- _WORK REQUIRED_
Reproduce word for word everything from "There’s great excitement" down to "in the water." in the Alice Springs travel account below.

- _EXCERPT PROVIDED_
- Opening Delimiter -
There’s great excitement in town – after all that rain the previous day the Todd River was flowing. That doesn’t happen very often so we walked up the road to see what all the excitement was about. And sure enough, the muddy brown water was flowing across the ford.
The usually dry Todd River\
There were cars everywhere, driving across the ford and having a fine old time. The locals had come out to play. There were 4WDs, cars, a caravan or two, people on bikes, and pedestrians, all having fun in the water.
Play time in Alice Springs
On our walk back to the hotel we noticed that there was a vast array of solar panels on the roof. That’s certainly taking advantage of Mother Nature’s bounty.
Solar panels on the hotel roof
In the early afternoon we boarded the AAT Kings bus for our “Town Like Alice” tour. And we found out that there are no springs in Alice Springs – that was a surprise, no one had ever mentioned that before. Our first stop on the tour was the School of the Air, which runs the largest classroom in the world. First established in 1951, the service provides education to primary aged school children in remote locations originally using radio equipment. These days the equipment is much more high-tech and uses satellite internet services. A team of 10 teachers prepare and send out the lessons from this building.
Old style radios used
These days the teachers are linked by the internet and film their lessons here
Our next stop on the tour was the Alice Springs Telegraph Station. Alice Springs began as a repeater station along the Overland Telegraph Line. Built in 1872 to relay messages between Darwin and Adelaide, the historic station was the site of the first European settlement in Alice Springs. But……… as I got to exit the bus, I felt something “pop” at the back of my knee and I could hardly walk. Robin had a quick look around with the rest of the group, before returning to see how I was getting on.
The famous Royal Flying Doctor Service was next on the list. The aim was to deliver medical services to those living in remote parts of the country. Originally the planes used were rented, but now the service owns 63 of their own aircraft. I hobbled inside the theatre and we all enjoyed a hologram explaining the history of the service.
Entrance to the Visitors Centre
Pilatus PC-12 is the main aircraft used these days
By this stage my knee was getting more painful, and certainly needed checking out. We decided to forgo the remainder of the tour, including a trip up Anzac Hill, something we had really been looking forward to. Our driver took the others to the next stop, the Reptile Centre, and kindly drove us to the Alice Springs Hospital.
Hobbling up the hospital steps, we were processed quite quickly, forms were filled in, and I was given a card with my hospital number. Also in the Emergency waiting room were two armed policemen, a necessary presence at the hospital it seems. One of the staff found me a wheelchair, and before too long I was wheeled in to see a doctor. So what had I done to my knee? Not a torn ligament or tendon as I had thought. I had ruptured a Baker’s Cyst behind my knee when I was twisting my legs to get out of my seat on the bus. No, we had never heard of that either.
Waiting to be seen at the hospital
Treatment is rest, elevation, painkillers, an elastic bandage, and gentle exercise, and my knee should slowly improve. And luckily for us, Kiwis get reciprocal hospital care with Australia so no charge was made. We are boarding the Ghan to continue our journey up to Darwin tomorrow, so I should be able to rest my knee for the next couple of days.
- Closing Delimiter -
- _EXTRACTED DATA_
- Opening Delimiter -
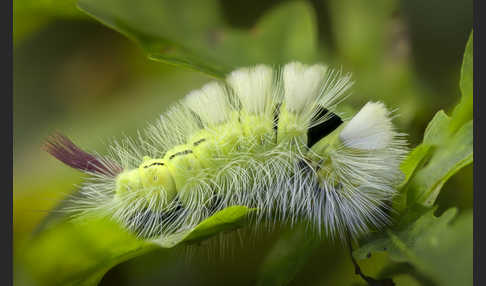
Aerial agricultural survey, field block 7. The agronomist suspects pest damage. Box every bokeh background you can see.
[13,0,473,285]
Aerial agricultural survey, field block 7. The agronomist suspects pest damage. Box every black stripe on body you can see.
[307,107,343,148]
[144,162,164,168]
[192,138,206,146]
[169,149,192,160]
[273,103,282,132]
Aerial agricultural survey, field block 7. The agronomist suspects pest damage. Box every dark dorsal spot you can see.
[144,162,164,168]
[192,138,206,146]
[273,103,282,131]
[169,149,192,160]
[307,107,343,148]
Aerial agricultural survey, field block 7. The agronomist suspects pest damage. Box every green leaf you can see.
[407,120,473,206]
[78,0,317,77]
[398,143,432,189]
[257,225,321,286]
[353,208,473,286]
[20,219,153,285]
[20,206,253,285]
[154,206,255,248]
[401,30,473,203]
[450,31,473,132]
[423,110,451,145]
[13,0,88,44]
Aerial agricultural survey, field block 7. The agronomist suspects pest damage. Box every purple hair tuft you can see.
[42,133,122,177]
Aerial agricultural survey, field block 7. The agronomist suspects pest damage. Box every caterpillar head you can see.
[115,156,177,208]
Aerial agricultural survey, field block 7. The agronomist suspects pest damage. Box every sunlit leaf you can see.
[78,0,317,77]
[21,206,252,285]
[353,209,473,286]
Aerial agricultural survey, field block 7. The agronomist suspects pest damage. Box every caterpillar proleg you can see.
[45,62,407,241]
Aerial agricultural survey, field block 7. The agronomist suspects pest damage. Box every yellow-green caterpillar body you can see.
[47,62,407,238]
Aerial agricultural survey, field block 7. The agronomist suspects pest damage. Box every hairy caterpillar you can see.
[45,62,407,241]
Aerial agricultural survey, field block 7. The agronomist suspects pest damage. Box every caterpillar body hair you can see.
[45,62,407,241]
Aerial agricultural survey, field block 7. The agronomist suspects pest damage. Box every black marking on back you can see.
[192,138,206,146]
[307,107,343,148]
[144,162,164,168]
[169,149,192,160]
[273,103,282,131]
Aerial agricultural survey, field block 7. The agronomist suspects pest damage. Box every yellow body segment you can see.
[116,106,306,209]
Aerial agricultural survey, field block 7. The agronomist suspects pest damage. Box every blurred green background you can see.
[13,0,473,285]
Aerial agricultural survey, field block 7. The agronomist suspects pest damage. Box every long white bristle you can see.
[339,102,393,150]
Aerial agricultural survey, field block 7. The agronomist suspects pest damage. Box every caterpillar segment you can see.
[45,62,407,241]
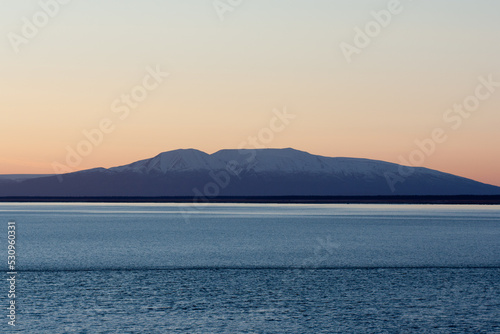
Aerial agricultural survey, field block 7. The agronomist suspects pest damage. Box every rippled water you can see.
- Closing Delimiter -
- _WRITTEN SOLUTION_
There’s great excitement in town – after all that rain the previous day the Todd River was flowing. That doesn’t happen very often so we walked up the road to see what all the excitement was about. And sure enough, the muddy brown water was flowing across the ford.
The usually dry Todd River\
There were cars everywhere, driving across the ford and having a fine old time. The locals had come out to play. There were 4WDs, cars, a caravan or two, people on bikes, and pedestrians, all having fun in the water.